* Start Data for this exercise *

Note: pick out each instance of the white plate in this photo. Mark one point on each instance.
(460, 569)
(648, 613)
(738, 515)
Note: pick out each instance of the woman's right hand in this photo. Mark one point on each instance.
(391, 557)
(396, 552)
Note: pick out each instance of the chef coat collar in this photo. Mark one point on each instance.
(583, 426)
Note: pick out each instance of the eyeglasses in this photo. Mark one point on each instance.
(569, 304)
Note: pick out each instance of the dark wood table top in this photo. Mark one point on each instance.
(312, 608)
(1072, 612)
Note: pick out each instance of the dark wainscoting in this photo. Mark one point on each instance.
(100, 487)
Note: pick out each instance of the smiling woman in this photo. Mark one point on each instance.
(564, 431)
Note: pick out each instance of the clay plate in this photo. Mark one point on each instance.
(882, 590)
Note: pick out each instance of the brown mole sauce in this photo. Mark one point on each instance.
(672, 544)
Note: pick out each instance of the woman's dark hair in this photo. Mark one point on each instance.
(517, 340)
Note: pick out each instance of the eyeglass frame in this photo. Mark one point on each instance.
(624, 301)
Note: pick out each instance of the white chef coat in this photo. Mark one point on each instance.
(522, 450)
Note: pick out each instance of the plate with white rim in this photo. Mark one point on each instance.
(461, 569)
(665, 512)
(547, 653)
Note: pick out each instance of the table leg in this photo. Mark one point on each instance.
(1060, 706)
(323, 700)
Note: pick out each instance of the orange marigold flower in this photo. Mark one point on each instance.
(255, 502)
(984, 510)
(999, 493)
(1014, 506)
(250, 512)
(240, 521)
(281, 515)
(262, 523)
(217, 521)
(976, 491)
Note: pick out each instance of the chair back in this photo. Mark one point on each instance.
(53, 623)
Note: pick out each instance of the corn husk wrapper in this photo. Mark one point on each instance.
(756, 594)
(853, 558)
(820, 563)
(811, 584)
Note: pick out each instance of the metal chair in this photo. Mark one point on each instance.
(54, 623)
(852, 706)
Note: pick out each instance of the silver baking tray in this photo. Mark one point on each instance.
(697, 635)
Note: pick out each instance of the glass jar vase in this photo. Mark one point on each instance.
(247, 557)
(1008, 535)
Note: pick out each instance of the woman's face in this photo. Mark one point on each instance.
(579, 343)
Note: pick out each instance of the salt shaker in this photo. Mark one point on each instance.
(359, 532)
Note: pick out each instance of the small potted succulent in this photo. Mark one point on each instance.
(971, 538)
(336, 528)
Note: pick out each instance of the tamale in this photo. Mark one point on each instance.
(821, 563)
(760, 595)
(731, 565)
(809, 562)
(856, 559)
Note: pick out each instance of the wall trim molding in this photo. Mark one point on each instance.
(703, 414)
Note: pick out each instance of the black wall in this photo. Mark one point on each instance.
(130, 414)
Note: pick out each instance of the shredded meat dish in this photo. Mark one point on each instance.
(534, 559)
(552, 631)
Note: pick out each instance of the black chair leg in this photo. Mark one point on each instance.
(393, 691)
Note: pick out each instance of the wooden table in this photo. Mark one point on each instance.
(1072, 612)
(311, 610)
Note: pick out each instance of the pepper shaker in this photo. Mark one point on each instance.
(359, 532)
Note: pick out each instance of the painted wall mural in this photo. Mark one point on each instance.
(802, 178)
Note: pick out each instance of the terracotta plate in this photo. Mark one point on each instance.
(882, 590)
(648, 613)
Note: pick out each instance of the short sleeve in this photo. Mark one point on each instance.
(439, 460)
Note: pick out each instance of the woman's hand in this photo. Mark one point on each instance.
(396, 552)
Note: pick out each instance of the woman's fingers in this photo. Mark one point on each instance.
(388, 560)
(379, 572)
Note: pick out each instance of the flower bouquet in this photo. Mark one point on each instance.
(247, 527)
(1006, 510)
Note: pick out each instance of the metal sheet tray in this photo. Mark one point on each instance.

* End Data for this exercise *

* _Task statement_: Copy out all of the data again, putting "locate" in place of every "pick out" and leaving the rest as it is.

* _Solution to this problem_:
Note: locate each instance of the white plate in this photo. Mark one point on each instance.
(460, 569)
(648, 613)
(738, 515)
Note: locate each instance of the woman's right hand in this photo. Mark one point on each instance.
(391, 557)
(396, 552)
Note: locate each instance of the chef coat collar in this photo. Mark one point on each instance.
(583, 426)
Note: locate each instance of the eyeglasses in this photo. Mark one point on each instance.
(569, 304)
Note: locate each instance of the dark wood table top in this photo. Mark one point on each instance.
(312, 608)
(1072, 612)
Note: locate each instance of the dark wainscoting in this photo. Mark one point on each instance.
(100, 487)
Note: locate each instance of the smiling woman in this photo. Mark one point on each instance.
(564, 431)
Note: locate each instance of the clay plate in this photo. Mark one point on each instance.
(882, 590)
Note: locate each instance of the brown mole sauce in this photo. Mark one point on each instance.
(672, 544)
Note: locate each instance of the woman's dark hair in this photo. Mark one point on each instance.
(517, 340)
Note: locate each instance of the eyeglass frame in this photo. Mark one point on each instance.
(624, 301)
Note: locate each instance of the white chef coat in this photo. Mark one point on each instance.
(522, 450)
Note: locate each instance of the plate with white rim in this photo. Mark one point on each instance.
(461, 569)
(665, 512)
(547, 653)
Note: locate each instance of the table leg in this photo. Mark one point on each instance.
(1060, 706)
(323, 700)
Note: locate each instance of the orange marigold flower in this photo. Mark one point on each instance.
(255, 502)
(984, 510)
(999, 493)
(1014, 506)
(250, 512)
(240, 521)
(281, 515)
(262, 523)
(217, 521)
(976, 491)
Note: locate each instance of the chair back in this photo. Mark one point on each instance.
(53, 623)
Note: locate each instance of the corn husk wrapper in this photo. Mark one point on each instance.
(756, 594)
(853, 558)
(820, 563)
(811, 584)
Note: locate each instance of the metal chair in this photo. Mark one point on each instance.
(54, 623)
(852, 706)
Note: locate each instance of the silver baking tray in this photo. Mark one point on each instance.
(697, 635)
Note: locate each instance of the glass jar vase in this photo. Mark one point on each instance.
(247, 557)
(1008, 535)
Note: locate each instance of the woman's face in this photo. Mark one point on each instance.
(579, 343)
Note: locate each instance of the salt shaker in this photo. Mark one point on each instance.
(359, 532)
Note: locate each instance of the small potted succulent in this photo. Mark one point on each instance.
(971, 538)
(336, 528)
Note: locate each instance of the tamale in this photo. Mark one point on each instance.
(821, 563)
(760, 595)
(731, 565)
(809, 562)
(856, 559)
Note: locate each instance of the wall trim molding in this photo. Mark one point on each instance.
(703, 414)
Note: locate each instance of the black wall in this photo. Mark one point on each instance.
(130, 414)
Note: locate each instance of the shredded meat dish in this photo. Mark one point on each instance.
(534, 559)
(552, 631)
Note: locate each instance of the black chair leg in this photo. Mark one point on each instance.
(393, 691)
Note: locate each instance of the wooden table in this photo. Mark one point on each instance.
(1072, 612)
(311, 610)
Note: locate each instance of the pepper shaker in this photo. Mark one point on each instance.
(359, 532)
Note: locate each instance of the painted wall mural in this photo. Mark one point on each instance.
(802, 178)
Note: locate each instance of the terracotta plate in this photo. Mark one point on each instance.
(882, 590)
(648, 613)
Note: locate each instance of the short sleeve in this photo. Mark one point on each instance.
(439, 460)
Note: locate each instance of the woman's hand in this photo. Mark one point on each instance.
(396, 552)
Note: locate each instance of the woman's fingers in this photo. Mark one point on each instance.
(388, 560)
(379, 572)
Note: locate each instance of the flower bouquet in this photo. Mark one point on each instance.
(247, 527)
(1006, 510)
Note: locate each instance of the metal sheet tray in this photo. Mark one point on each instance.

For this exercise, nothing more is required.